Selected extract:

On April 15, 2020, Benitec-Australia and Benitec Biopharma Inc., a Delaware corporation (“Benitec-Delaware”), completed the statutory scheme of arrangement (the “Scheme of Arrangement”) in Australia, which was approved by Benitec-Australia’s shareholders at a meeting held on March 26, 2020 and later approved by the Supreme Court of Queensland on March 30, 2020, and pursuant to which all issued ordinary shares in Benitec-Australia as of the record date (7:00 pm (Sydney time) on April 6, 2020) were exchanged on a basis of one share of Benitec-Delaware’s common stock, par value $0.0001 per share (the “Common Stock”), for every 300 ordinary shares of Benitec-Australia issued and outstanding (the “Redomiciliation”). Holders of Benitec-Australia’s American Depositary Shares (“ADSs”) (each of which represented 200 ordinary shares) received two shares of Benitec-Delaware’s Common Stock for every three ADSs held. As a result of the Redomiciliation, Benitec-Australia is now a wholly-owned subsidiary of Benitec-Delaware, and Benitec-Delaware is the successor issuer to Benitec-Australia pursuant to Rule 12g-3(a) under the Securities Exchange Act of 1934, as amended.

Data entries:
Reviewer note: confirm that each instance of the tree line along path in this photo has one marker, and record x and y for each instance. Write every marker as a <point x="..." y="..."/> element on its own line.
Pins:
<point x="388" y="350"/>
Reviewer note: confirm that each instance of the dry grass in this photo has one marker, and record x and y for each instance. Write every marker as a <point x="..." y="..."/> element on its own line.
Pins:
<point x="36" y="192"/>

The problem:
List every calendar date that appears in the redomiciliation passage. The data entries aren't needed for this.

Result for this exercise:
- April 15, 2020
- March 26, 2020
- March 30, 2020
- April 6, 2020